• _Fragmento citado_
==========

La nueva condición de Cuba como «azucarero del mundo» era una magnífica noticia para los hacendados blancos de Cuba, que hacían gala de un agudo e inmisericorde espíritu empresarial. Entre 1791 y 1867, hombres de negocios cubanos y españoles participaron en el transporte más de 780.000 africanos, que serían utilizados como esclavos en los campos de caña y los ingenios. Cuba se configuraba así como una sociedad esclavista justo cuando la esclavitud estaba siendo atacada en casi todos los frentes[3]. Asimismo, los hacendados comprendieron muy pronto la importancia de las nuevas tecnologías, como demuestra la introducción del motor de vapor en los ingenios ya en 1796, cuando aún era una novedad en muchos procesos industriales, incluso en Gran Bretaña. La primera línea ferroviaria se usó para el tráfico comercial en 1837, tan sólo una década después de que se inaugurara la primera en Inglaterra y dos décadas antes de que el tren tuviera en España una presencia significativa. El telégrafo comenzó a funcionar en 1851, solamente cinco años después de que estuviera disponible en Estados Unidos. En resumen, los magnates del azúcar propiciaron un rápido desarrollo económico en Cuba, convirtiendo la isla en un puesto de avanzada del sistema capitalista, con carreteras, organizaciones civiles, imprenta y todos los elementos sociales, económicos y culturales que acompañan el desarrollo de tal sistema[4].

==========

• _Enunciado_
Indica si cada afirmación coincide con el fragmento sobre el azúcar en Cuba, respondiendo sí o no y citando sin cambios las palabras del fragmento que lo deciden.
1. El motor de vapor se introdujo en los ingenios cubanos en 1796.
2. La primera línea ferroviaria de Cuba se usó para el tráfico comercial antes que la primera de Inglaterra.
3. El telégrafo empezó a funcionar en Cuba antes que en Estados Unidos.

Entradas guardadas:

==========

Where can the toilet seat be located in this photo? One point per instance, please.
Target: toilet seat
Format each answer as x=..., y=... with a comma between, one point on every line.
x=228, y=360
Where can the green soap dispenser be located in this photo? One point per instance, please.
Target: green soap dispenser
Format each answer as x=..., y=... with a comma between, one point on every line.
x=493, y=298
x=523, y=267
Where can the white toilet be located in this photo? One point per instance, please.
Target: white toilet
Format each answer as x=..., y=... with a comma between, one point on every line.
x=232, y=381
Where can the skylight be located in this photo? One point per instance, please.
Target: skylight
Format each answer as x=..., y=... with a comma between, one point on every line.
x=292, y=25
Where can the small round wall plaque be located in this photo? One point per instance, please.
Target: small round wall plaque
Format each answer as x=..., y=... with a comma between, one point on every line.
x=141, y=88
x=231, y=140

==========

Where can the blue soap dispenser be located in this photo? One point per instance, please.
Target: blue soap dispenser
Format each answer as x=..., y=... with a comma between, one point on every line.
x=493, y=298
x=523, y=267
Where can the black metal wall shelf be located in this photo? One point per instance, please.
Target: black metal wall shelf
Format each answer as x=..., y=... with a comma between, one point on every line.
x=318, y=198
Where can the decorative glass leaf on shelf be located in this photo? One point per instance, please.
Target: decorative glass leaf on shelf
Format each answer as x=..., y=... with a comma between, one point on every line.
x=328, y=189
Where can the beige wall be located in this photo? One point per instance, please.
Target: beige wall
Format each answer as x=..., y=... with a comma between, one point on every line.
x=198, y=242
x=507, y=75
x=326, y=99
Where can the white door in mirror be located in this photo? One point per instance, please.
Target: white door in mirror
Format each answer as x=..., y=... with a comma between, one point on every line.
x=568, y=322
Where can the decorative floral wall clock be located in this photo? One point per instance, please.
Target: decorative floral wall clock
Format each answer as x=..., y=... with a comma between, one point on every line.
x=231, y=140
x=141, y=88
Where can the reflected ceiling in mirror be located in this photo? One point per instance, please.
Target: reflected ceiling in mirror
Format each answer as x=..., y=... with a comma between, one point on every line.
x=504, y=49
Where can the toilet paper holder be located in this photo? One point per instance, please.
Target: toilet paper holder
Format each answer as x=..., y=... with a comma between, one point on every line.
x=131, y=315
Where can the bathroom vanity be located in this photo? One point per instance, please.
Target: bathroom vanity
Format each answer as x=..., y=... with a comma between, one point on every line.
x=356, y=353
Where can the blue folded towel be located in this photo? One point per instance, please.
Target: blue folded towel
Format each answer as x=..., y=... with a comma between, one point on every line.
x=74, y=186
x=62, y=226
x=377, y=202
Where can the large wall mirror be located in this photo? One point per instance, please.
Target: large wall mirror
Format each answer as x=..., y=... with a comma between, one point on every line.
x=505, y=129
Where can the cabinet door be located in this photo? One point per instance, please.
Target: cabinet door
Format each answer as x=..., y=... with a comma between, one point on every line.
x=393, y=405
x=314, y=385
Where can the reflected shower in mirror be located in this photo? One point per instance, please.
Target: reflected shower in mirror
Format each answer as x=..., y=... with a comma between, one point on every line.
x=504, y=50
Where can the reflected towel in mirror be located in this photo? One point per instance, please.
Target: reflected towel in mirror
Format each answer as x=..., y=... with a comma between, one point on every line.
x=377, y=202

==========

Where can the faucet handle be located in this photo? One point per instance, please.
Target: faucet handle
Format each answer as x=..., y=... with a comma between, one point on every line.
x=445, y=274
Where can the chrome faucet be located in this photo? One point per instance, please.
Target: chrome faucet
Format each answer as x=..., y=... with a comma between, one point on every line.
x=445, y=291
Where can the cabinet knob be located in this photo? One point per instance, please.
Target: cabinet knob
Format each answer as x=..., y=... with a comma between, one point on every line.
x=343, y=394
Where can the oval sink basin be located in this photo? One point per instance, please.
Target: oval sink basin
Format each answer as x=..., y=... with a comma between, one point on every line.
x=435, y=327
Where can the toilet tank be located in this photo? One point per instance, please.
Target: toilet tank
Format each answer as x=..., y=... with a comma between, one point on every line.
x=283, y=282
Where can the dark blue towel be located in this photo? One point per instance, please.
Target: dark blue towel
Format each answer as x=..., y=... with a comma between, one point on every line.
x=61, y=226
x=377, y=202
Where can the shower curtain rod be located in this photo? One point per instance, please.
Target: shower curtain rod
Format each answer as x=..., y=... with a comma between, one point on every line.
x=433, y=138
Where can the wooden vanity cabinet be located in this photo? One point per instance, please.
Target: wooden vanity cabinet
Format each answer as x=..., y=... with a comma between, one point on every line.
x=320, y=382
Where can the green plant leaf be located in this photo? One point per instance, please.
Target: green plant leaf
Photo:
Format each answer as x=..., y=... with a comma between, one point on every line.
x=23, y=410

==========

• _Respuesta_
1. Sí: «la introducción del motor de vapor en los ingenios ya en 1796».
2. No: «tan sólo una década después de que se inaugurara la primera en Inglaterra».
3. No: «solamente cinco años después de que estuviera disponible en Estados Unidos».